# TEXTO DEL DOCUMENTO:

========================

En el ranking de las coimas, Argentina se encuentra en una zona media, ocupando el lugar número 7 en el continente americano, donde en el peor lugar aparecen los bolivianos, con el 36 por ciento, los mexicanos con 33 por ciento y los venezolanos, con el 27 por ciento de ciudadanos que confesaron haber pagado coimas en su país.
Así también, hay que decir, que todo indica, según las encuestas, que a los argentinos nos indigna la corrupción, que la detestamos y que es una de las principales causas por las que decidimos nuestro voto cuando se pone en juego el gobierno del país o de alguna de nuestras provincias. Por caso, la misma encuesta de TI da cuenta que el 74 por ciento de los argentinos queremos erradicar ese flagelo y criticamos de la misma manera lo poco que se hace desde los gobiernos para desterrarla.
Ahora bien, ¿cuánto de cierto hay en la última afirmación? Quizás todo sea verdad y que realmente los mendocinos y los argentinos en general no queremos vivir en una provincia o en un país corrupto. Pero también vale hacerse otra pregunta, además de aquella que nos saca nuestro supuesto odio hacia la corrupción. ¿Si tuviéramos la oportunidad de sacar provecho de una prebenda del Estado, de conseguir un beneficio bajo cuerda o si en caso alguno de nosotros pudiera alcanzar un lugar de privilegio, sucumbiríamos a la tentación de meter la mano en la lata cuando nadie te dice nada, ni te ven, dominado todo por un sistema de control y de justicia que deja a muchos impunes? Muchos lo pensarían.

El sábado pasado, durante el partido de fútbol que jugaban Vélez y Arsenal, el árbitro Delfino creyó ver que un jugador de Arsenal tocaba la pelota con la mano en su área. Rápidamente le sacó tarjeta amarilla y como el jugador, en este caso Valencia ya había visto esa tarjeta, lo echó y cobró penal a favor del Fortín. Gran revuelo de los jugadores de Arsenal que, pese a las quejas, se quedaron con un jugador menos y un penal en contra. Pero en medio de esas quejas, casi un minuto después de que el árbitro pitara la pena máxima en el fútbol y echara a Valencia, uno de sus colaboradores de afuera le dicen que se había equivocado. Que la mano no había sido de Valencia, sino del jugador de Vélez Pavone que disputaba la pelota junto a Valencia. Delfino aceptó el error, dio vuelta la sanción, hizo reingresar a Valencia y no cobró penal. Ahí las quejas se revirtieron. Todo Vélez, junto a su técnico Miguel Ángel Russo, se le fueron encima a Delfino para decirle de todo menos bonito. Pavone, el jugador de Vélez que había tocado la pelota con la mano nunca confesó haberlo hecho y Russo, el técnico de Vélez, que sabía que no había sido mano de su jugador, destrozó a Delfino por revertir un fallo que ya había sido sancionado.

========================

# ENUNCIADO DEL EJERCICIO:
Reproduzca textualmente el pasaje del texto sobre la corrupción que va desde "En el ranking" hasta "gobiernos para desterrarla.", ambos incluidos.

========================

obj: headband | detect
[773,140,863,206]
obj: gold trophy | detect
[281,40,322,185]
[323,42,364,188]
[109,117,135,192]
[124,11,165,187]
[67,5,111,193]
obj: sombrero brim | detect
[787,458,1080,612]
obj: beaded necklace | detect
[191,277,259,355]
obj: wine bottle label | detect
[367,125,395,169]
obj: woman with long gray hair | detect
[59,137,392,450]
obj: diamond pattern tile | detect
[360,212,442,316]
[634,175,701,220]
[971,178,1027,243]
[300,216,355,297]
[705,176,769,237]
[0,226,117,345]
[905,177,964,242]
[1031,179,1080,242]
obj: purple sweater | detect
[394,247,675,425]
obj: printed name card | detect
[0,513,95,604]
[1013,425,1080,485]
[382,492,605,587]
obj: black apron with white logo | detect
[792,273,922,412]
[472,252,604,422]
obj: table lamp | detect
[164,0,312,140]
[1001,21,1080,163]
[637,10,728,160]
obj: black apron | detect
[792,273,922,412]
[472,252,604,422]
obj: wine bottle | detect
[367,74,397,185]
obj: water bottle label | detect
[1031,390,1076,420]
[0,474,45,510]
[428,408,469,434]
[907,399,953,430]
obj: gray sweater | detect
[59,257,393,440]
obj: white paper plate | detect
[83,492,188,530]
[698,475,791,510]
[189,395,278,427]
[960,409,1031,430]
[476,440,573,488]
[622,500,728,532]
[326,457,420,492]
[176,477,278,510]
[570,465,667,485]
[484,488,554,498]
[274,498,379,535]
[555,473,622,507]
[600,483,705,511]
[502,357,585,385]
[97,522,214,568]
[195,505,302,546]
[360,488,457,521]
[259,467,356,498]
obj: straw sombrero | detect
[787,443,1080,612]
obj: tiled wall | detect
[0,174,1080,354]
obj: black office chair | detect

========================

# RESULTADO:
En el ranking de las coimas, Argentina se encuentra en una zona media, ocupando el lugar número 7 en el continente americano, donde en el peor lugar aparecen los bolivianos, con el 36 por ciento, los mexicanos con 33 por ciento y los venezolanos, con el 27 por ciento de ciudadanos que confesaron haber pagado coimas en su país.
Así también, hay que decir, que todo indica, según las encuestas, que a los argentinos nos indigna la corrupción, que la detestamos y que es una de las principales causas por las que decidimos nuestro voto cuando se pone en juego el gobierno del país o de alguna de nuestras provincias. Por caso, la misma encuesta de TI da cuenta que el 74 por ciento de los argentinos queremos erradicar ese flagelo y criticamos de la misma manera lo poco que se hace desde los gobiernos para desterrarla.